▶ [Exercise directions]: Find and copy the lines in the records beneath this task that contain the word "canal".

(Saved entries)
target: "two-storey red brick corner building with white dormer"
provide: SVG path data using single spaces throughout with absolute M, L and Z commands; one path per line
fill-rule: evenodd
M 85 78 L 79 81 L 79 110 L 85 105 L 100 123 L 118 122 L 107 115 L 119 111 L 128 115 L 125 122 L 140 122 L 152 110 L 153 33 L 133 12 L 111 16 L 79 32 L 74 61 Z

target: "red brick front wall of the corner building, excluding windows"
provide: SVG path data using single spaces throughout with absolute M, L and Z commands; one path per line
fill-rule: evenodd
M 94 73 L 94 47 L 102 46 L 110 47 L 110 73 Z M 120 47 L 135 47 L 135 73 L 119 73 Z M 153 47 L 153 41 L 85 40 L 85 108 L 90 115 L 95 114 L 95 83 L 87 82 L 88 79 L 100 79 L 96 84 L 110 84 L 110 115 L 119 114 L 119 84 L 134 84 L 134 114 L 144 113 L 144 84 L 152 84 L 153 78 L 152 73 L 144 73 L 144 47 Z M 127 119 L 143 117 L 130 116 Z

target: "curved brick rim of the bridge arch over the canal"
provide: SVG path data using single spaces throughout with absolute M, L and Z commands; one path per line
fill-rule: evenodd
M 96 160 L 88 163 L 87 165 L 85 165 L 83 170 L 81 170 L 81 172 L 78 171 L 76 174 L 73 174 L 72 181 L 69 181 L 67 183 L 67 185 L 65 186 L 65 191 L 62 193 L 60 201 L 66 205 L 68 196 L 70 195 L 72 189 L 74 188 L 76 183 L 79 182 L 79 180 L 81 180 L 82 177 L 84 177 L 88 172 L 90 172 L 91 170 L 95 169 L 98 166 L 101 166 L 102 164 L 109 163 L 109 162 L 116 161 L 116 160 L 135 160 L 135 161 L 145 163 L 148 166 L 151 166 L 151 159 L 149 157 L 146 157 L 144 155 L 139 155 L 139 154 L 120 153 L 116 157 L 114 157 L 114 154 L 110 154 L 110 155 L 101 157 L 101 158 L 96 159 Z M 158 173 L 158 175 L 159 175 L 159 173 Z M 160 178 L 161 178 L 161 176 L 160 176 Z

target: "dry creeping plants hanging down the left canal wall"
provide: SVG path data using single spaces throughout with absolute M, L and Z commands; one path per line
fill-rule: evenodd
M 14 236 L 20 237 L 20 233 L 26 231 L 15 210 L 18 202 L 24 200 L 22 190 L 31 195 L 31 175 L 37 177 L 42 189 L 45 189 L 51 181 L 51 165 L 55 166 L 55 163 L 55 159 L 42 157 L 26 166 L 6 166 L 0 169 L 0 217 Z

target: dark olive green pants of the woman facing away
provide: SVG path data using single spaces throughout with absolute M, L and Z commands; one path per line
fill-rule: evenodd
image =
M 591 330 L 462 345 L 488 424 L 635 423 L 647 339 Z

...

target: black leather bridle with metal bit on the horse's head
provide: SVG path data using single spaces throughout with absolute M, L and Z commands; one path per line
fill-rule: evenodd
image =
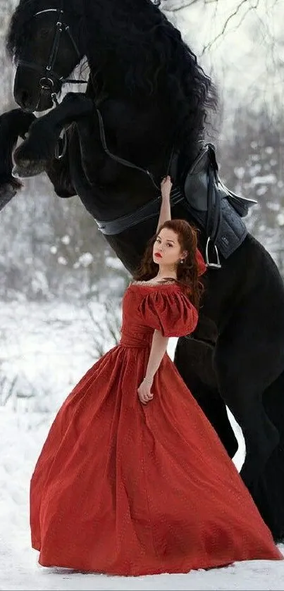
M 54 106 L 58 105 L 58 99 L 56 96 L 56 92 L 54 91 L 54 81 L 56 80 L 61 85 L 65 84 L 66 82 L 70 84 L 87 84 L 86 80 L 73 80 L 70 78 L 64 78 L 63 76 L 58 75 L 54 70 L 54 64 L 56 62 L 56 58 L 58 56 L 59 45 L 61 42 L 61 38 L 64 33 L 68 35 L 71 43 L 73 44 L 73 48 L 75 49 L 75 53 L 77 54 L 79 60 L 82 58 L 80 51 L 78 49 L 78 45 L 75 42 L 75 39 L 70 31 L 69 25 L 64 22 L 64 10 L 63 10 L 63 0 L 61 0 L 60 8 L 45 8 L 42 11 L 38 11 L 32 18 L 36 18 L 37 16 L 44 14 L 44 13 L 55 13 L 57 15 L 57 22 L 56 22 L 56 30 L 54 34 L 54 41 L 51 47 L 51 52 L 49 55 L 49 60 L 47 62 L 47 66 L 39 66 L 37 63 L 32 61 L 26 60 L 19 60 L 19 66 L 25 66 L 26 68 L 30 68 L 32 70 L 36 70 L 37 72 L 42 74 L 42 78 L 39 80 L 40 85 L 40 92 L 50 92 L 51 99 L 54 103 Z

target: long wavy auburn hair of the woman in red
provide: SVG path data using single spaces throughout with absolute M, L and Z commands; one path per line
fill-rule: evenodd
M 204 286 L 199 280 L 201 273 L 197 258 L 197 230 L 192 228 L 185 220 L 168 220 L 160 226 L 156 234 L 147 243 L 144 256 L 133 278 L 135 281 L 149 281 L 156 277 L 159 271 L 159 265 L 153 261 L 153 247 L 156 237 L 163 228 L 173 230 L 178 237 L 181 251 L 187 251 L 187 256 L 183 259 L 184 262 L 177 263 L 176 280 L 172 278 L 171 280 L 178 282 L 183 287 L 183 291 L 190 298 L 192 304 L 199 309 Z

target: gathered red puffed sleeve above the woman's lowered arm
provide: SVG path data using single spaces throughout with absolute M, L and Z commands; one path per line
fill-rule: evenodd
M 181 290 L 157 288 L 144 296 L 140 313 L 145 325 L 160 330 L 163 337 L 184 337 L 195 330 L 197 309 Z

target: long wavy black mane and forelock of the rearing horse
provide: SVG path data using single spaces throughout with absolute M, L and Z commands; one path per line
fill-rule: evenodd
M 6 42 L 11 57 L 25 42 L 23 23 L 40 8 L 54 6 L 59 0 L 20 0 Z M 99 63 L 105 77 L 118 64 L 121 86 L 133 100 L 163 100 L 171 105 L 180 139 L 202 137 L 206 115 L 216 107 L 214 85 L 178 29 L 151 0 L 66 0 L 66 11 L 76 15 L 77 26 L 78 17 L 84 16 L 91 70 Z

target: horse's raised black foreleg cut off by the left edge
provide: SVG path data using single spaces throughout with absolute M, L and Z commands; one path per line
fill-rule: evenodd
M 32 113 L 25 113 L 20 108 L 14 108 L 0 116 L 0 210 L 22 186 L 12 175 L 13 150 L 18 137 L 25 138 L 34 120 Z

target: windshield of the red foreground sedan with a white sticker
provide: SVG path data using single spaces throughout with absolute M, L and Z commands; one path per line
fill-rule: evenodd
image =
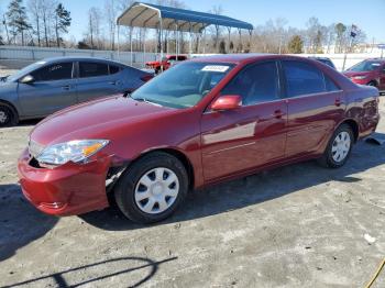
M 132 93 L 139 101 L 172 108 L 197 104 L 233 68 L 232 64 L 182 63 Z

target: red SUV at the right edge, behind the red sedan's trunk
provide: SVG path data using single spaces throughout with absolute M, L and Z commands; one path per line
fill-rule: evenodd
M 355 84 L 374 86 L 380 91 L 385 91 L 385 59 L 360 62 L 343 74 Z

--

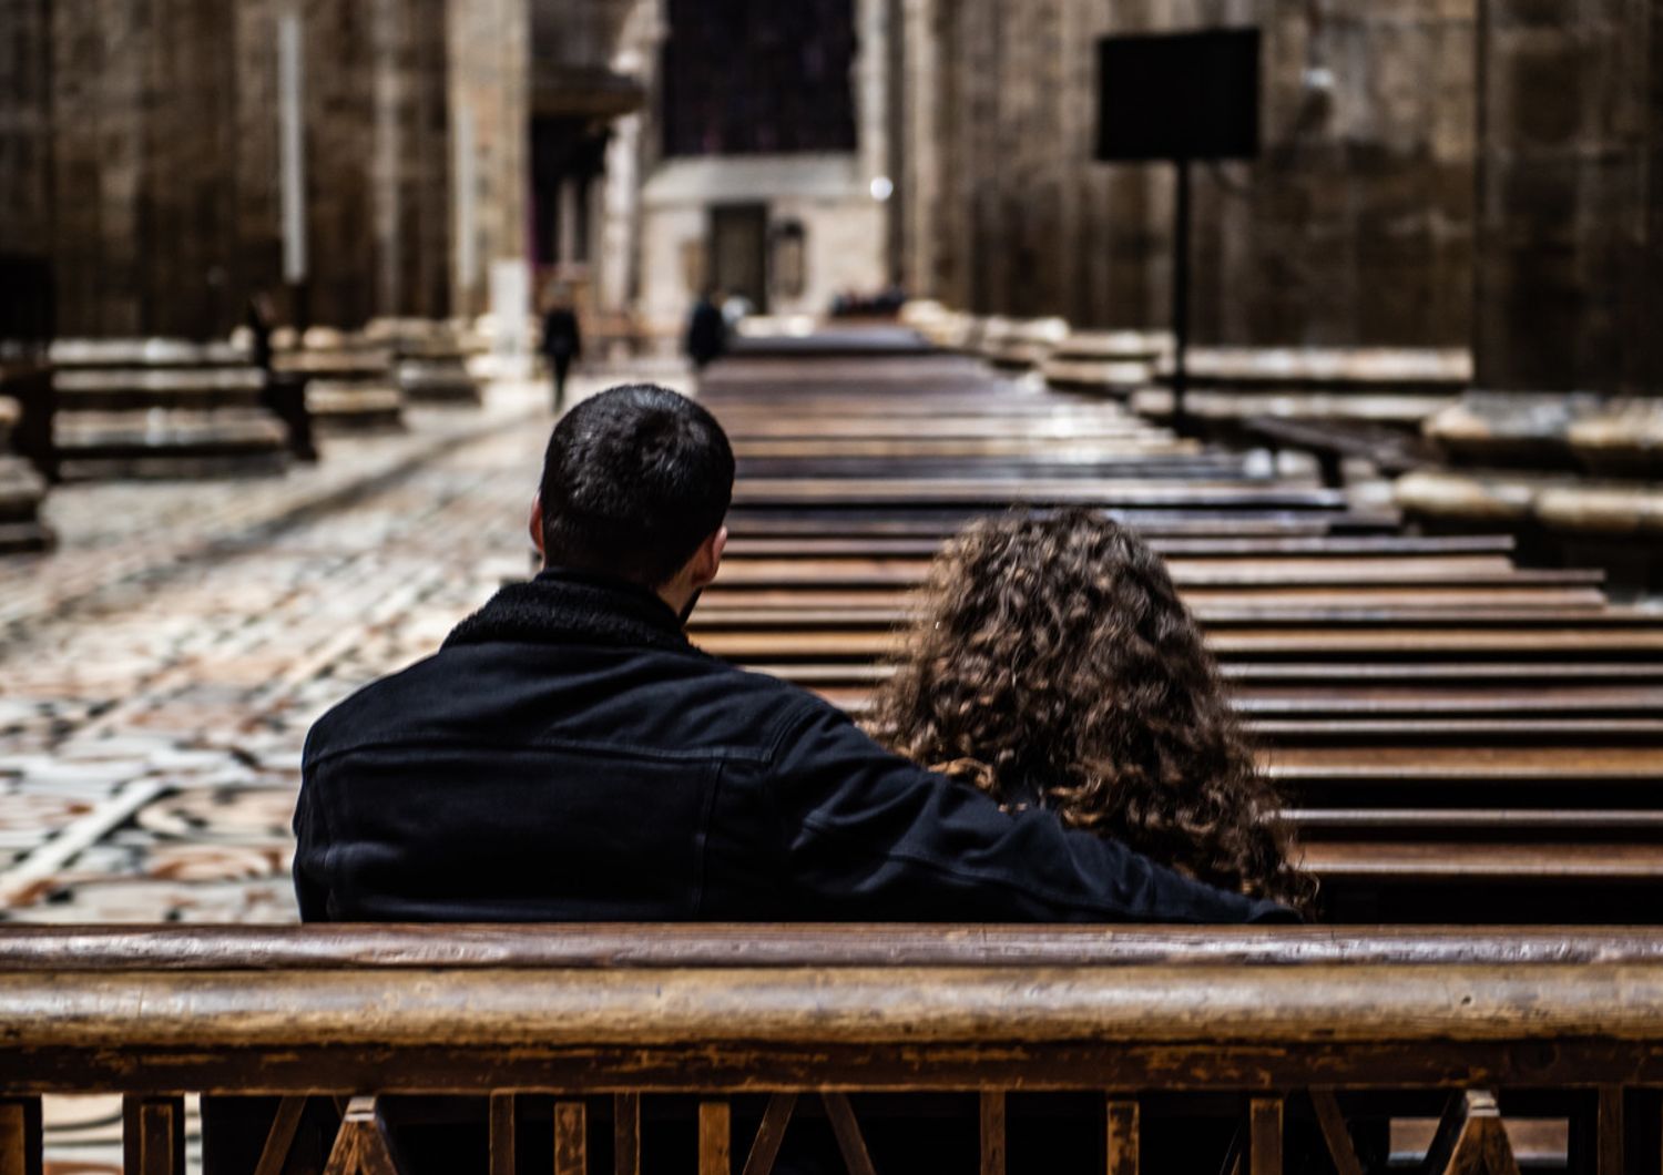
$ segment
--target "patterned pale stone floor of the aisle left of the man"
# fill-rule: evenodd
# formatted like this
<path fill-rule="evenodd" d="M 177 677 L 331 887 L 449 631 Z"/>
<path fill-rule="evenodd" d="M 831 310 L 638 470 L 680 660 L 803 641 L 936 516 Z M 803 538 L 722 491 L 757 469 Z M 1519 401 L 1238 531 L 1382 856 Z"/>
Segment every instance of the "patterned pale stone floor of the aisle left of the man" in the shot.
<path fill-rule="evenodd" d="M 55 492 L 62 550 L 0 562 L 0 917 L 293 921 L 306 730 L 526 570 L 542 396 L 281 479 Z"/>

▶ [Answer to this task]:
target: "curved brick rim of the bridge arch over the canal"
target: "dry creeping plants hanging down the left canal wall"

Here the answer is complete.